What you need to do: Starting at the beginning of the listing and ending at the line containing "xmin=0 ymin=208 xmax=22 ymax=243", rewrite every line in full, altering only the bounding-box coordinates in the answers. Multiply each of those coordinates by 1.05 and round to the nearest whole number, with halves rounding up.

Detection annotation records:
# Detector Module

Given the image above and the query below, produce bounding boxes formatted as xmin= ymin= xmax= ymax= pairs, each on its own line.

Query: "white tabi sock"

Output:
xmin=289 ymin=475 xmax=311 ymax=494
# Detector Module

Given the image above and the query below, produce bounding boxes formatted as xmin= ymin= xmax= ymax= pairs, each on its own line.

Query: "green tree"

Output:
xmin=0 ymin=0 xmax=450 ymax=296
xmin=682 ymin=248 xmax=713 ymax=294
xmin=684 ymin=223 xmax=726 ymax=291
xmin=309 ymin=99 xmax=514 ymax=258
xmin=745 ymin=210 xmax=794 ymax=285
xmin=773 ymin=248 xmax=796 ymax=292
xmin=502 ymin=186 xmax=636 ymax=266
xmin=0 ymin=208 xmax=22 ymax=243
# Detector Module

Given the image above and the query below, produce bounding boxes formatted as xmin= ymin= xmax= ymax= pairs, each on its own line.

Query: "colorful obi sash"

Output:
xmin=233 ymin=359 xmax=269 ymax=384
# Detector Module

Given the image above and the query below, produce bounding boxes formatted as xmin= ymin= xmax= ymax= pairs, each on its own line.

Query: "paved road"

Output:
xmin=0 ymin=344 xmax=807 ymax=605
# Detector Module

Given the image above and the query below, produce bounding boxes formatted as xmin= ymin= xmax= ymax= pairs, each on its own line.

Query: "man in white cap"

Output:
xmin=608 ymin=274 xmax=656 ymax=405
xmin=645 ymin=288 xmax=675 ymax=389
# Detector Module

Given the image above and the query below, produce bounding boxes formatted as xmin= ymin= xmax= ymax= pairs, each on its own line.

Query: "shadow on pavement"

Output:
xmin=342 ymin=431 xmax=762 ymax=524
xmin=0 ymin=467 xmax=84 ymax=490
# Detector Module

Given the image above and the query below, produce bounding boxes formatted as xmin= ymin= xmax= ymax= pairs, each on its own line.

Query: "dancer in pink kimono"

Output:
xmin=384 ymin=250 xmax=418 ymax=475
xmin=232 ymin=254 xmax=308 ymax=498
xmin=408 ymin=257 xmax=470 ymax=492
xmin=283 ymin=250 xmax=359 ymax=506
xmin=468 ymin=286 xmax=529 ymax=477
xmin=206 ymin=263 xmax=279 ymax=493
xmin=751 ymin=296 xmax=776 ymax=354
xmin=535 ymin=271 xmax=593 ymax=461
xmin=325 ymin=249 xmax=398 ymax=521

Written answer:
# Detector Module

Given the image above and the query below, produce bounding boxes formatted as xmin= ymin= xmax= ymax= pairs, each on its own line.

Query: "white tabi sock"

Output:
xmin=303 ymin=499 xmax=327 ymax=519
# Detector Module

Given the image above and the query below, produce bounding boxes formatted as xmin= ymin= xmax= ymax= pairs, each on its own line.

Query: "green tree"

Output:
xmin=0 ymin=0 xmax=473 ymax=311
xmin=716 ymin=260 xmax=749 ymax=309
xmin=718 ymin=234 xmax=762 ymax=306
xmin=324 ymin=104 xmax=540 ymax=271
xmin=782 ymin=221 xmax=834 ymax=299
xmin=812 ymin=260 xmax=836 ymax=307
xmin=527 ymin=195 xmax=668 ymax=279
xmin=0 ymin=218 xmax=23 ymax=255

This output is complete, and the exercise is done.